_DATA SUPPLIED_
>>>

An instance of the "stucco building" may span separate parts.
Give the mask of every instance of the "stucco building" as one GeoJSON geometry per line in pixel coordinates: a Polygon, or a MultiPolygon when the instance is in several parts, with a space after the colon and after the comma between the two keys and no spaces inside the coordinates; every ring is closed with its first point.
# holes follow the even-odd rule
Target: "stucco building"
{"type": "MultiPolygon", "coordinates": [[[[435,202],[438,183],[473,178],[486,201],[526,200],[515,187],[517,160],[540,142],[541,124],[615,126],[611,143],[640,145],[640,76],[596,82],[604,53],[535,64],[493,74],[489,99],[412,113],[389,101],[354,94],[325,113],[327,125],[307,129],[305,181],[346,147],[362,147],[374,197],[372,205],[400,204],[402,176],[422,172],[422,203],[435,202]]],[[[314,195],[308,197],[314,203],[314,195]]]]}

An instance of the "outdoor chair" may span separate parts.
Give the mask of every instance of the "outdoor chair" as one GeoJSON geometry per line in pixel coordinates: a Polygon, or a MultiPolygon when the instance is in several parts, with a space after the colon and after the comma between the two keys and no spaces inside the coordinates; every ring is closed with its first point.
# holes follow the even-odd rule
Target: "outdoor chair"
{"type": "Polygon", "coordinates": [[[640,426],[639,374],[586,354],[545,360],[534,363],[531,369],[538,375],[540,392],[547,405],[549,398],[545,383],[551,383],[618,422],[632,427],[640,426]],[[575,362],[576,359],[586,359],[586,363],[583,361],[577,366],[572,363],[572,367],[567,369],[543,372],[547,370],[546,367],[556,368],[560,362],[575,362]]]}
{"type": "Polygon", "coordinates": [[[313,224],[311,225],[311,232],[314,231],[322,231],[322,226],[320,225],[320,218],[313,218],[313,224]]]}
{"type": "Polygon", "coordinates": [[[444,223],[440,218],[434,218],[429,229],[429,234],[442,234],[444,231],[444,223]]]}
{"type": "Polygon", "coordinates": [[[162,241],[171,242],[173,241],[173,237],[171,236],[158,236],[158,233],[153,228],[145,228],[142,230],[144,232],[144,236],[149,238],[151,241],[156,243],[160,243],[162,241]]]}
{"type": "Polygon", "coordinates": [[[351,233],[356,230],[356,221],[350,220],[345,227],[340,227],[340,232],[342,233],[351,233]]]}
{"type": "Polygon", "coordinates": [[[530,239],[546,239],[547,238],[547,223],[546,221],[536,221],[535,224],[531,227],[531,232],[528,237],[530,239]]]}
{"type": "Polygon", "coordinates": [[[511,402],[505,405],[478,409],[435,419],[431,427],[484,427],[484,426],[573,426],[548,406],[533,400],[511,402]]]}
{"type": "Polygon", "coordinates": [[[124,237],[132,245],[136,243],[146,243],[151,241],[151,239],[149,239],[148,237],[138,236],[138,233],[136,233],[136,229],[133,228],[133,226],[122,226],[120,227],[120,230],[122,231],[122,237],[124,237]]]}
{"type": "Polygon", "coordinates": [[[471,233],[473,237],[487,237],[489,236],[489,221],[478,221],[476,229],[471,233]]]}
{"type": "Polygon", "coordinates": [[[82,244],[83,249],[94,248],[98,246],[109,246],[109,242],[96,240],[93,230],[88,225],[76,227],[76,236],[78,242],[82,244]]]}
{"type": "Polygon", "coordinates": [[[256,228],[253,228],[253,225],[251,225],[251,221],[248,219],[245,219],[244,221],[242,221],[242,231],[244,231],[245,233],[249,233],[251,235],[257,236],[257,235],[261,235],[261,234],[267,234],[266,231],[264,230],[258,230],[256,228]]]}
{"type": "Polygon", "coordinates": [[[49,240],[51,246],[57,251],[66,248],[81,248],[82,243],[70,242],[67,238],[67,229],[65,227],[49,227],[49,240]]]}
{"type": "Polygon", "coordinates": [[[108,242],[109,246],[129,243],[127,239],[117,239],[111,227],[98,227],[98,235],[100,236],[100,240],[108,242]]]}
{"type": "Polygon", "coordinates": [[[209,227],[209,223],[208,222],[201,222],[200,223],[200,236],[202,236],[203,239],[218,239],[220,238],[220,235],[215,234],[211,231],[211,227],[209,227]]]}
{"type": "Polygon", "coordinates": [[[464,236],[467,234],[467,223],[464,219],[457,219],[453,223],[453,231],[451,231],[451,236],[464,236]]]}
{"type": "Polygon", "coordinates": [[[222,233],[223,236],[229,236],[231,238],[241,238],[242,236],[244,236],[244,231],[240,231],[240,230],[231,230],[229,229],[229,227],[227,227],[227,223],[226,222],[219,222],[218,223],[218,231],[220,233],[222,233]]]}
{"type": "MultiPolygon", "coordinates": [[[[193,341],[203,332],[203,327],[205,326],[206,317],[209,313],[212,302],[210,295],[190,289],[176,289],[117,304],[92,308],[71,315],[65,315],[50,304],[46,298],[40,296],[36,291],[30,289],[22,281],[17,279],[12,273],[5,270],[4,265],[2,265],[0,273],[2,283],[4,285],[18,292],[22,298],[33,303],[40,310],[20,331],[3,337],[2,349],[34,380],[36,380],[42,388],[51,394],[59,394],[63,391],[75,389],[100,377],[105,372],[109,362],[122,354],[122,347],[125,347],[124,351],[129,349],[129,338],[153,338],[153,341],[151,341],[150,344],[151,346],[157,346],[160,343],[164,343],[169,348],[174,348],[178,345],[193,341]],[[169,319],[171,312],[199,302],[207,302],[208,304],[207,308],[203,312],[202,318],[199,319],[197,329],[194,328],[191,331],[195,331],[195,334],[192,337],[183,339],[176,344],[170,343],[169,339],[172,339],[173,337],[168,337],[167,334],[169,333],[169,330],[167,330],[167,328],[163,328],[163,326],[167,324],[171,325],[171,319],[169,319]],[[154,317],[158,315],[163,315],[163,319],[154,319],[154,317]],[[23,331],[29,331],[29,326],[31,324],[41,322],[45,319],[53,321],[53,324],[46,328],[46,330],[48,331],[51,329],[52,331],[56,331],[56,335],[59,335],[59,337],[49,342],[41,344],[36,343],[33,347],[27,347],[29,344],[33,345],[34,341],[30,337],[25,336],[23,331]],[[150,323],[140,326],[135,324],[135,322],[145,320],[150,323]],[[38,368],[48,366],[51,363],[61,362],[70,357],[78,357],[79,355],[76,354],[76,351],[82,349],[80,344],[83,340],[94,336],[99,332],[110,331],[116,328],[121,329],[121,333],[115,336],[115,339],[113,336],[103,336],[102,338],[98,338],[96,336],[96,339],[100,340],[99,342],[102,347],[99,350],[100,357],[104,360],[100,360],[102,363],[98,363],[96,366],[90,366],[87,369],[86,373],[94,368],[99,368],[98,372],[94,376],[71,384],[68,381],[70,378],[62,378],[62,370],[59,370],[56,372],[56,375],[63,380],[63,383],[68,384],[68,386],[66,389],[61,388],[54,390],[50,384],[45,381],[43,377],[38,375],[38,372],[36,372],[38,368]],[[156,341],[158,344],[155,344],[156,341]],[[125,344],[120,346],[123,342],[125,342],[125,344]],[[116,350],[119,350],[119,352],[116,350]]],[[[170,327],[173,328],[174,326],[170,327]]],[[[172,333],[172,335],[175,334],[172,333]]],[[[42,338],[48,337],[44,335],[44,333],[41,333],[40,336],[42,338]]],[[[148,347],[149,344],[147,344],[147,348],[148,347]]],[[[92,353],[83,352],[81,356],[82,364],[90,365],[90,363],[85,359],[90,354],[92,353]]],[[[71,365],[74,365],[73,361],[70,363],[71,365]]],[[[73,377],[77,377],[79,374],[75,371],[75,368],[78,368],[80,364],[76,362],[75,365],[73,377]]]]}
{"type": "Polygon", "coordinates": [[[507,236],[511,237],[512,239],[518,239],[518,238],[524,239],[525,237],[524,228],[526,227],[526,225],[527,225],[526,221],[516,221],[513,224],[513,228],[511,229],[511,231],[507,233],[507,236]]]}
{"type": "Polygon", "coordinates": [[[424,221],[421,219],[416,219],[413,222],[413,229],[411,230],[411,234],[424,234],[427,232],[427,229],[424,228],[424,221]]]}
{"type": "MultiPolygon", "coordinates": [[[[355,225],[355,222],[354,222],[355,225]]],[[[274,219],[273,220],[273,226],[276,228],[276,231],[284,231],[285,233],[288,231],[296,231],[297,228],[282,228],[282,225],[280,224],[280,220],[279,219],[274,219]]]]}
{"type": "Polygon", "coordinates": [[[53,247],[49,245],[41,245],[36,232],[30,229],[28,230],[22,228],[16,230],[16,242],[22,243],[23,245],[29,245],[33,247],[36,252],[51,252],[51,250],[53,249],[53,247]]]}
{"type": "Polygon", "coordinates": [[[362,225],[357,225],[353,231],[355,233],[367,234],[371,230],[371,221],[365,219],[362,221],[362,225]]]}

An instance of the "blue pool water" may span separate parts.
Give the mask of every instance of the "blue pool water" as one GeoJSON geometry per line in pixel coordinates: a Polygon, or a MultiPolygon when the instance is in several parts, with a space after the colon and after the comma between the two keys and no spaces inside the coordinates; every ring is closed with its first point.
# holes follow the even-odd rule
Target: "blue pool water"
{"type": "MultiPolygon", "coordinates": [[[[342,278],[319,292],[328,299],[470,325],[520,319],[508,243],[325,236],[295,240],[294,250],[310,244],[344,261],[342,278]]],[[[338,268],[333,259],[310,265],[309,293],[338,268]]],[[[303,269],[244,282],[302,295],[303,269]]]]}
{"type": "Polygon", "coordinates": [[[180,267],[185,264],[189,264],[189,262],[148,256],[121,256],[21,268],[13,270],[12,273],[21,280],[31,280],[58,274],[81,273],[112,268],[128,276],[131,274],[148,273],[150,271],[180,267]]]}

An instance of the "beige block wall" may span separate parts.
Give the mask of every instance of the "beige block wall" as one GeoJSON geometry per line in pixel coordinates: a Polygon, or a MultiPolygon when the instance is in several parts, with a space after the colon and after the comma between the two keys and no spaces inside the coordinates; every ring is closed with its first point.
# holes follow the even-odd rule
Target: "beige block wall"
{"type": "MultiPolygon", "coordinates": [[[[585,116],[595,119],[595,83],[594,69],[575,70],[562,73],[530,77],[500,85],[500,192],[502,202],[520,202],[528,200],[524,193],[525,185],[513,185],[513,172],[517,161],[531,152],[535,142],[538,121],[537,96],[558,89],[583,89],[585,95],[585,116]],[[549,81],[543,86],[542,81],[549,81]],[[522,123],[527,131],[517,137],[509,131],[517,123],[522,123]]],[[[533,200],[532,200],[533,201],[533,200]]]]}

<<<

_EXERCISE PROMPT_
Go through the material above and report each line containing "when".

_RESPONSE BELOW_
Give the mask of every instance of the "stucco building" as one GeoJSON geometry per line in pixel coordinates: a Polygon, or a MultiPolygon when the instance is in several parts, with a space after the colon and after the comma between the two keys and no spaces inside the coordinates; every ring is closed with its first point.
Give the mask of every instance of the "outdoor chair" as one GeoJSON geometry per line in pixel coordinates: a Polygon, or a MultiPolygon when the instance is in several parts, with a space after the colon and after the comma between the two keys and no spaces inside the coordinates; every ring is closed with its first point.
Give the mask of every instance of the "blue pool water" as one GeoJSON geometry per line in pixel coordinates: a Polygon, or a MultiPolygon when the instance is in several parts, with a space after the colon and after the comma between the two keys and no spaces inside the coordinates; every ring is closed with its first point.
Give the mask of every instance of the "beige block wall" as one GeoJSON geometry per line in pixel coordinates: a Polygon, or a MultiPolygon when the instance is in several parts, with a space after the colon and after the comma between the two keys and no spaces inside the coordinates; every ring is closed with its first point.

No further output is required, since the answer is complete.